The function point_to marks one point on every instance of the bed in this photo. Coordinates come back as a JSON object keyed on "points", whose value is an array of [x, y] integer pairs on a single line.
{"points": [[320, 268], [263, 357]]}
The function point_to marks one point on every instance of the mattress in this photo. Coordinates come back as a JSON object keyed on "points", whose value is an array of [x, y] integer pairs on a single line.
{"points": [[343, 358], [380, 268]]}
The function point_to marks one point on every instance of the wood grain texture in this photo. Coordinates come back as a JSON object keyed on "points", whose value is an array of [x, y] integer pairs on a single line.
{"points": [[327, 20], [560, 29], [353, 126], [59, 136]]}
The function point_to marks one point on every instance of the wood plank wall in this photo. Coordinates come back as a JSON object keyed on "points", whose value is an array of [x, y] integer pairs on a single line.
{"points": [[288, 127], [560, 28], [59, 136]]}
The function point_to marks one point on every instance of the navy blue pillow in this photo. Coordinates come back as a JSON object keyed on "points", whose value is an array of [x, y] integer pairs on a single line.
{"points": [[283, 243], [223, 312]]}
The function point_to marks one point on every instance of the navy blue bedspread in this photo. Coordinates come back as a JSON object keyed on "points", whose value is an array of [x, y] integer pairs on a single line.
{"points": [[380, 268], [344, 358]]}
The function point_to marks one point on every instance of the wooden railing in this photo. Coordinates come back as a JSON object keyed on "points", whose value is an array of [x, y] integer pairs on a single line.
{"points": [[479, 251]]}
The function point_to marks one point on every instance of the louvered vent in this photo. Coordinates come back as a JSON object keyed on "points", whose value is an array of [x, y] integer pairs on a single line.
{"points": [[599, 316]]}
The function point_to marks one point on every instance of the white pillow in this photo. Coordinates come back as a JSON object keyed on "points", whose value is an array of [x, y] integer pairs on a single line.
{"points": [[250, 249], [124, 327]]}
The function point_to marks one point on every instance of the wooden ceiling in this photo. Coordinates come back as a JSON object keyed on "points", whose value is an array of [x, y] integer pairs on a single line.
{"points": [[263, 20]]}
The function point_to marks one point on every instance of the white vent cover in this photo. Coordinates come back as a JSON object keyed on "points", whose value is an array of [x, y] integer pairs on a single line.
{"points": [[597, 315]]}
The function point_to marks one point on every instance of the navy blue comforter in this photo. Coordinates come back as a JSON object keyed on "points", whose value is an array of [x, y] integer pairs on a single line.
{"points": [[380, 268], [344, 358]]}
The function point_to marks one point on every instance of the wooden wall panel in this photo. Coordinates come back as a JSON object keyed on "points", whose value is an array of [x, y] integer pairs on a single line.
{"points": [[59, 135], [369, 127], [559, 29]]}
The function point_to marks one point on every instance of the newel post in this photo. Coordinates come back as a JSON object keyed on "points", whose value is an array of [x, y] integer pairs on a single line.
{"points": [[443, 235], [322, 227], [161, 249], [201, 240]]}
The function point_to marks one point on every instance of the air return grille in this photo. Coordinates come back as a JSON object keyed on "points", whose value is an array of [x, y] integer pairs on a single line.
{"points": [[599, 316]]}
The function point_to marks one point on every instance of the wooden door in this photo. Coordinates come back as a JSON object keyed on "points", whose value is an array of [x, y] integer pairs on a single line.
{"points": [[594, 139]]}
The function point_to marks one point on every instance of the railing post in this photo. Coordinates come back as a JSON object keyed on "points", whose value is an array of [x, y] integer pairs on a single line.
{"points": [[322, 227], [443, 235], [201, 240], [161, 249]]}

* * * * *

### EXERCISE INSTRUCTIONS
Rewrite everything from the line containing "the white vent" down to the end of the lines, replacing "point_to" with "mark_points" and leaving all else unchanged.

### RESPONSE TO THE TASK
The function mark_points marks one point on every instance of the white vent cover in this photo. Coordinates come back as a JSON object keyed on "points", whose value is an array of [x, y] integer pairs on a single line.
{"points": [[597, 315]]}
The function mark_points marks one point on every instance of the navy blue comforter in this photo. Coordinates come back as a JSON object keyed on "points", whose value is an array of [x, y] integer pairs on a single line.
{"points": [[380, 268], [344, 358]]}
The function mark_points marks one point on every instance of the wooden wall panel in this photo. Coordinates come back as a JSON object keyed on "points", whose value is an array of [x, y] integer pairs on a single line.
{"points": [[59, 135], [369, 127], [559, 29]]}
The function mark_points marks one point on every instance of the newel post in this photo. Coordinates come back as a JSON object keyed on "points", whose value is an array of [x, y] integer pairs on a single line.
{"points": [[443, 235], [322, 227], [161, 249], [201, 240]]}
The function mark_points marks one point on every instance of the air return grille in this photo. Coordinates come back as a JSON object keyed on "points", whose value is an array of [x, y] integer pairs on a single line.
{"points": [[599, 316]]}
The function mark_points marks one point on every instance of the wooden door in this photo. Coordinates come back as a JSON object keyed on "points", whose value is an array of [x, y] integer pairs on a single line.
{"points": [[594, 139]]}
The function mark_points marks one point on every instance of the railing post in this photo. Coordinates come back as a JSON object keyed on "points", whose value is an array of [x, y] integer pairs on a single line.
{"points": [[322, 227], [443, 235], [201, 240], [161, 249]]}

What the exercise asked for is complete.